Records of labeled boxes
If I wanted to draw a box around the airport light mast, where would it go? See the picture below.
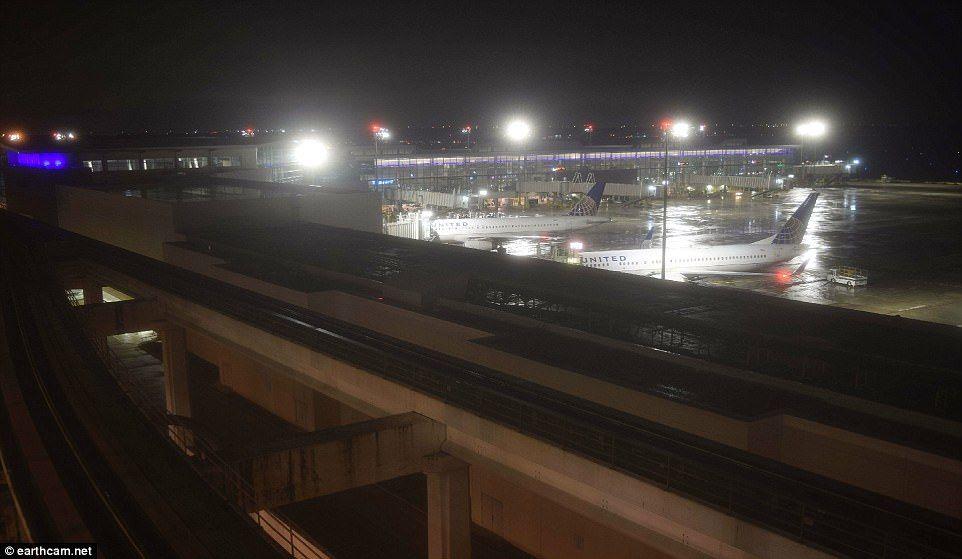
[502,118,531,214]
[795,119,828,183]
[661,120,691,279]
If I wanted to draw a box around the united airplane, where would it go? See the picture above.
[431,182,610,241]
[581,192,818,277]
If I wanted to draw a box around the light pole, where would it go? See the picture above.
[495,119,531,214]
[371,124,391,192]
[795,119,828,183]
[294,138,331,182]
[661,120,691,279]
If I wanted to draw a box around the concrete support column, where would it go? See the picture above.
[160,324,194,452]
[83,280,104,305]
[424,454,471,559]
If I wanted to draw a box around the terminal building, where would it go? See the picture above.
[0,132,962,559]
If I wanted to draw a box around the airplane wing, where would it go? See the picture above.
[681,259,808,279]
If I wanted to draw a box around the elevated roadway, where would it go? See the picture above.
[1,212,962,557]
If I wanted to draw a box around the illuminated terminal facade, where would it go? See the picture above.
[366,145,799,192]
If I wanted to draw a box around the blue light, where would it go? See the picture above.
[10,152,69,169]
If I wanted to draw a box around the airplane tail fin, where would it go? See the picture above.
[568,182,605,215]
[641,227,655,248]
[772,192,818,245]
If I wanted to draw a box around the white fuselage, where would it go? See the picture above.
[581,243,806,275]
[431,215,609,241]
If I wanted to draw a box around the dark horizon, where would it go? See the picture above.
[0,2,962,132]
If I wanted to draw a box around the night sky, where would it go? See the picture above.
[0,1,962,131]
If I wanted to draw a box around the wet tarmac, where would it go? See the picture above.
[484,187,962,326]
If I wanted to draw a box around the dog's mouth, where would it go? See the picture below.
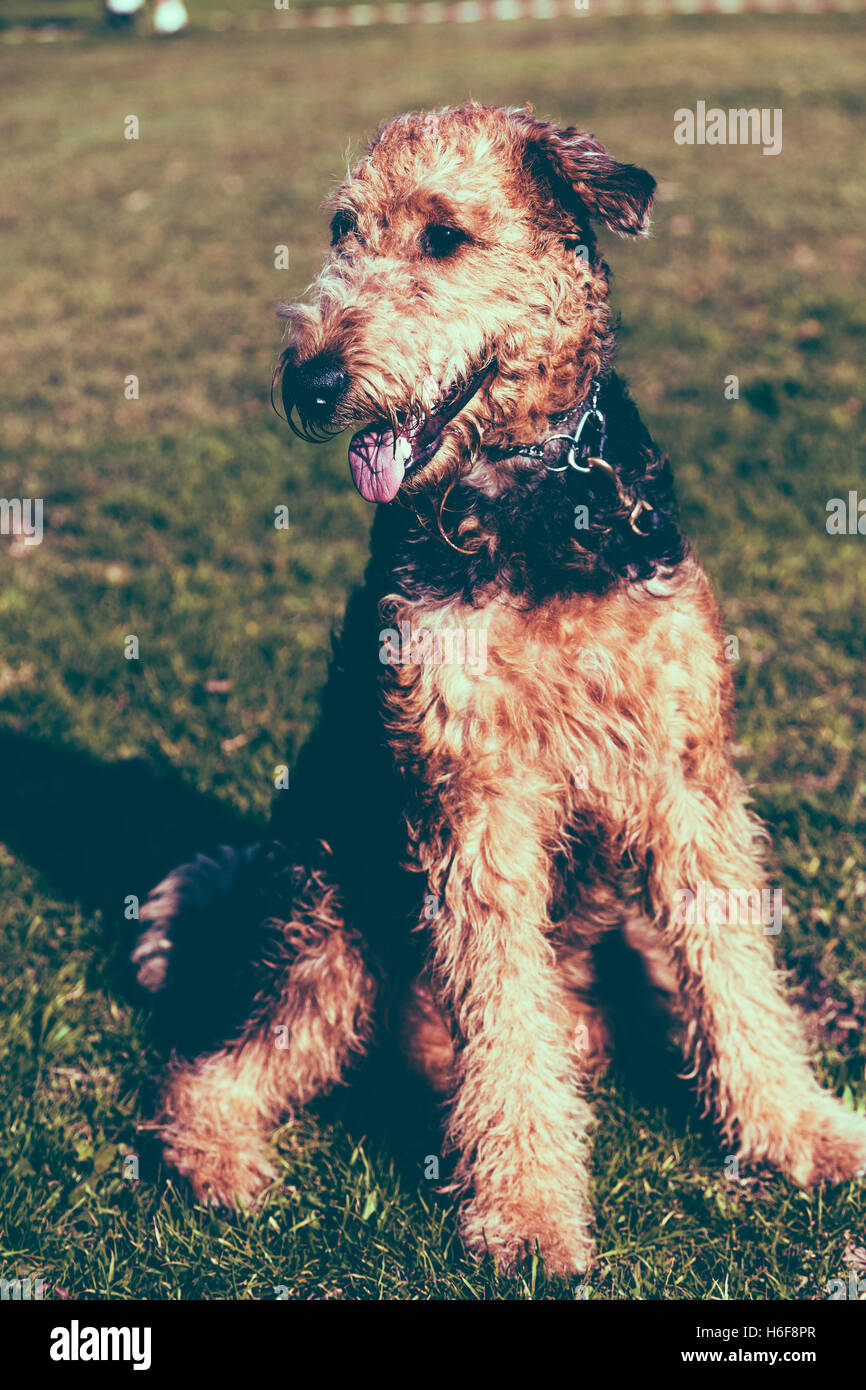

■ **AIM OF THE EXERCISE**
Render all of the records above as a JSON list of strings, one string per line and no blank lines. Omit the pictures.

■ **ANSWER TO THE PROBLEM**
[
  "If I wanted to draw a box around the airport light mast, where would it go? See the picture below.",
  "[502,118,531,214]",
  "[795,119,828,183]",
  "[661,120,691,279]",
  "If I wanted to draw a box around the united airplane, where would it go? See the picture above.",
  "[431,182,610,241]",
  "[581,192,818,277]",
  "If I wanted to draw a box around the light pole, where would it go? See the picture above.",
  "[495,119,531,214]",
  "[371,124,391,192]",
  "[795,119,828,183]",
  "[294,138,331,182]",
  "[661,120,691,279]",
  "If I wanted to draw a box around the concrete support column, where would it go? See the picture above.",
  "[160,324,194,452]",
  "[83,280,104,305]",
  "[424,454,471,559]",
  "If I wanted to draw a box around the terminal building, where would it go? See the picture above.",
  "[0,132,962,559]",
  "If I wanted to draw a box around the airplane wing, where would it go? See the picture above.",
  "[681,259,808,279]",
  "If I wanted to draw a box around the elevated roadway, where would it go? See the picture above.",
  "[1,212,962,557]",
  "If I wanted to draw a box around the illuminated terminal facade, where would it go? See the picture above.",
  "[366,145,799,192]",
  "If I wanted to draw a box around the blue light, where would it go? See the picture above.",
  "[10,152,69,169]",
  "If I wanted to draw a box around the airplane tail fin, where would it go? See the picture above.",
  "[568,182,605,215]",
  "[641,227,655,248]",
  "[772,192,818,245]",
  "If I wanted to draw a box around the white fuselage, where would it go? See the picture above.",
  "[581,243,806,275]",
  "[431,215,609,241]",
  "If I wanted to draw a box around the dark horizon, where would it go? See the picture above.",
  "[0,2,962,132]",
  "If I wanted to draw a box around the night sky, where would it go? See the picture above.",
  "[0,1,962,131]",
  "If I wanted to draw a box around the wet tarmac, where would it go? See the picture above.",
  "[484,187,962,326]",
  "If I wanted to draw a box around the dog's mouth, where would it go? See the picture below."
]